- [DATA LINES]:
start

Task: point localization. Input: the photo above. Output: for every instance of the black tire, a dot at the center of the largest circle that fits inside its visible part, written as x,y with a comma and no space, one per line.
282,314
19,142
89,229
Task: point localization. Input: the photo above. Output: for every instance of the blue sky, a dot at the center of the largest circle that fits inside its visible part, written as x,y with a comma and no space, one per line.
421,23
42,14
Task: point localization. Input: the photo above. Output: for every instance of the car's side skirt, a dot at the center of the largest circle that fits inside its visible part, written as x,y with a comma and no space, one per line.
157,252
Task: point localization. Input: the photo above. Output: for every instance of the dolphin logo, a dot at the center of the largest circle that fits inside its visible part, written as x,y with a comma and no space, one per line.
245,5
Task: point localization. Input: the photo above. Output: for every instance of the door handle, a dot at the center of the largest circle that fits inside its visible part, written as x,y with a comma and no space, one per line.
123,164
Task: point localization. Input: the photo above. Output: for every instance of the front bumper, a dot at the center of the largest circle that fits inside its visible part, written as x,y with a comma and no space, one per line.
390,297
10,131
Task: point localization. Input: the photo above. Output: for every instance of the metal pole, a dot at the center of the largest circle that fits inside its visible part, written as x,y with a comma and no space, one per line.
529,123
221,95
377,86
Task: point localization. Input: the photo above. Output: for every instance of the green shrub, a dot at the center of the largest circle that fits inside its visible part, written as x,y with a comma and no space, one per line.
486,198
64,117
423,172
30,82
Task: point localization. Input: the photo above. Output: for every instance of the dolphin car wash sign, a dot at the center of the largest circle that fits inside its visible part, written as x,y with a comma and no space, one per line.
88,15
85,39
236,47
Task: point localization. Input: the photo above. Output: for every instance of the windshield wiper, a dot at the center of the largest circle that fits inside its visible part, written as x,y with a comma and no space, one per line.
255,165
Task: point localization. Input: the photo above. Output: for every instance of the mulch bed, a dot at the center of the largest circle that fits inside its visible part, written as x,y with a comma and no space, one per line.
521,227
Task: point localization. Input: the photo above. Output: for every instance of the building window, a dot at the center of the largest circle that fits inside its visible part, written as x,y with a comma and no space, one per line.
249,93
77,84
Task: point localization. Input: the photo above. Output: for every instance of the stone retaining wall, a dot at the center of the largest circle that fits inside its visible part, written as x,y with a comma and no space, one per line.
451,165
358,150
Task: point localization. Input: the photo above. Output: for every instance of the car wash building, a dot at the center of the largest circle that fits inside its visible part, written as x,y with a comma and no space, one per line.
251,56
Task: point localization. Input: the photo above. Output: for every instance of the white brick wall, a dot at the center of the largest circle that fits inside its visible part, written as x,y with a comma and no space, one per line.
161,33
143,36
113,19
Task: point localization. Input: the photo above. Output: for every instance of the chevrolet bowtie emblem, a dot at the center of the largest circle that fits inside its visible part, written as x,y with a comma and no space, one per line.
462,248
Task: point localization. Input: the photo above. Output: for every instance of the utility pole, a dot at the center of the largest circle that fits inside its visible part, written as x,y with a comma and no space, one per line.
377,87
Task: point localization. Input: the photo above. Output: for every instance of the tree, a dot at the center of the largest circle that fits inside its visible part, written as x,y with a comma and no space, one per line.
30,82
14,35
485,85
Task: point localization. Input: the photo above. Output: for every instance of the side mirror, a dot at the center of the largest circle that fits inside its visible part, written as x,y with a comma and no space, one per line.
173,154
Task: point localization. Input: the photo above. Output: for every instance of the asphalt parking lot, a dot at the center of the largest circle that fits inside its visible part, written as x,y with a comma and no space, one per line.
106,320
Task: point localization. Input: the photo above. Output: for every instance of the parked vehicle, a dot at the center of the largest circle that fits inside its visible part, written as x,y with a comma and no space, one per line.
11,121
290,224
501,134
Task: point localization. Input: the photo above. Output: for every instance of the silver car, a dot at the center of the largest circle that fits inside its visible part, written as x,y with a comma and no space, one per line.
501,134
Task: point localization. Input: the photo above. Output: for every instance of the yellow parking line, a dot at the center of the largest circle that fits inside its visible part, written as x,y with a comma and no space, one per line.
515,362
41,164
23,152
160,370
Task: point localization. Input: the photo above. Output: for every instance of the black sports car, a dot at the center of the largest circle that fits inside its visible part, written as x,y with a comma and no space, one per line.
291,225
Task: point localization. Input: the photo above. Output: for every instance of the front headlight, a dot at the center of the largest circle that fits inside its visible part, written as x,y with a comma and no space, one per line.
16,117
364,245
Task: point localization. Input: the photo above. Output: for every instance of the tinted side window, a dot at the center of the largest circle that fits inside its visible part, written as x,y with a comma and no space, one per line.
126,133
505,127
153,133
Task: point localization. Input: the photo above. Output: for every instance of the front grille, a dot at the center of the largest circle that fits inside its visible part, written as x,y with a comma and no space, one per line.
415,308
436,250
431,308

end

- [TASK STATEMENT]:
Give all of the entries again, word for word.

- [RESPONSE TO THE TASK]:
Task: point localization. Input: the photo above. Output: for every instance of the black tire, a dot at the center of the largest circle that fits inside its visible part, written as x,y with a comma and no space, one per line.
282,314
19,142
89,229
Task: point localization. Input: the photo above. Output: for every instance of the blue sky, a dot at the center of the largest circle that fits inside its visible part, written as x,y with a comma and no space, one per line.
421,23
42,14
Task: point localization. Input: the photo above. Output: for every instance of the car's side skirt, a dot at the center of the largest circle that fits inside its visible part, written as x,y with a comma and no space, one per line.
157,252
Task: point localization. Input: the photo above. Output: for every instance of the dolphin logo, a dot at the center of the largest circle that fits inside its visible part, written as x,y with a comma and no space, one per line.
245,5
Task: point localization. Input: the photo above. Output: for every instance of the door handle, a dot at the center of the largest circle that fits inside its visible part, written as x,y with a comma and no space, one per line.
123,164
Task: point localization. Input: the photo above. Output: for every instance of the front bumper, a dot at the center of the largest circle that fits inside its visible part, written as x,y with a comma and no space, one per line.
390,297
10,131
Task: point localization. Input: the photo above. Output: for every instance of the metal pole, a dot at the center of the largest circle that fits inside its visible part, written as x,y with a comma and no space, one per line.
529,123
221,95
377,86
Task: point localization. Input: the photo above. Output: for every instance of the green shrub, a dot at the center of the largest circle that fits inside its visible part, written as x,y with a comma and no space, one per line.
486,198
64,117
423,172
30,82
Task: point localization. Input: the photo above. Output: for every instance of the dolphin car wash sign, a dot at the center of the largest circle that fits inside its visible part, written as x,y with a comma and no space, one per line.
88,15
85,39
236,47
Task: point localization. Input: the photo above. Output: for every instance of the windshield wiper, a dot at the center of the largest circle that fits inside its visible part, written as x,y with a comma and no space, one per line.
255,165
Task: point localization. Input: the photo above. Output: for every instance of the mulch bed, a dot at the center of the largest circle that fits inside its visible part, written as x,y with a comma and no space, one per line.
521,227
Task: point localization. Input: the photo above. Output: for every instance of the building window, a dot at the center of the largest circle that fits inside its visible part, written as x,y with a comma and no space, one per line.
249,93
77,84
Task: point localization. Input: the photo above. Output: for every instance of the stone retaining wall, a dot at the center of the largest circle that fits inside its visible part, written as x,y with a comma and no space, one per line.
451,165
358,150
Task: point localization. Input: the photo above. Output: for every instance of the car wash building, a dot at the center of the largest circle that fits inside its visible part, written as x,y with a comma and no space, one per line.
251,56
Task: point localization. Input: the photo above. Output: for every instance of the white brick wall, a dot at the center of the largest circle that fits inside its visible part, written as x,y with a comma and no space, one per line.
161,33
143,36
113,19
Task: point localization. Input: the photo above. Output: for every instance of the chevrolet bowtie emblem, a dot at the center of the largest circle that fits inside its visible part, written as x,y with a comma and no space, one per line.
462,248
Task: point localization. Input: the photo above. Output: for every instance of the utility pole, a dot at the center of the largest circle that fits inside its visible part, written as x,y with a comma and no space, one per line.
377,87
Task: point localization. Input: the photo above. Output: for every instance of the tree, a dot at the center of the largest circle that fits inside its visible part, written as x,y with a comma and no space, one per line.
30,82
14,35
485,85
Task: point localization. Input: the photo above. Output: for every instance of the side mirror, a dot at the center of the largest circle that fits inside its visible part, written as x,y with a comma and no space, one per line.
173,154
Task: point localization. Input: the photo above. Output: for every instance of the asphalt parking lot, a dot at the center of the largest circle that fits inside its visible part, written as x,y with a comma and no space, one per line.
106,320
Task: point localization. Input: the photo above. Output: for every instance of the parked vehicle, a dot at the center of the largest circle that fits inside its visible part, written as x,y with a comma and no space, one per line.
11,121
290,224
501,134
Task: point localization. Input: the photo above. Output: for every instance of the silver car, a dot at the center of the largest circle that fits inside its visible part, written as x,y with a comma and no space, one per line.
501,134
Task: point localization. Input: the photo above. Output: for every instance of the yellow parking line, a dot at the center of the largest circle that fits inside its visible part, written as x,y with a comma and no space, one per line.
515,362
41,164
23,152
160,370
Task: point localization. Input: the photo above. Output: for every instance of the black sports car, a dot at the center of the largest circle that fits inside its visible part, written as x,y with a comma and no space, one per line.
291,225
Task: point localization. Input: the photo above. Output: for every instance of the front headlight, a dot at the center of the largest circle that fits inside its visible part, written as x,y with a comma and no space, one per line.
16,117
364,245
Task: point localization. Input: the photo above. Output: for every instance of the tinted side window, a dot at the center of the largest circle that fits inside its visible part, written as x,y with a comma and no space, one per line.
126,133
505,127
153,133
Task: point localization. Input: the photo above. Output: for every instance of the front grille, a dot at the center of the largest circle that fits inside its visible part, written as x,y with a comma and no space, one per line.
415,308
436,250
431,308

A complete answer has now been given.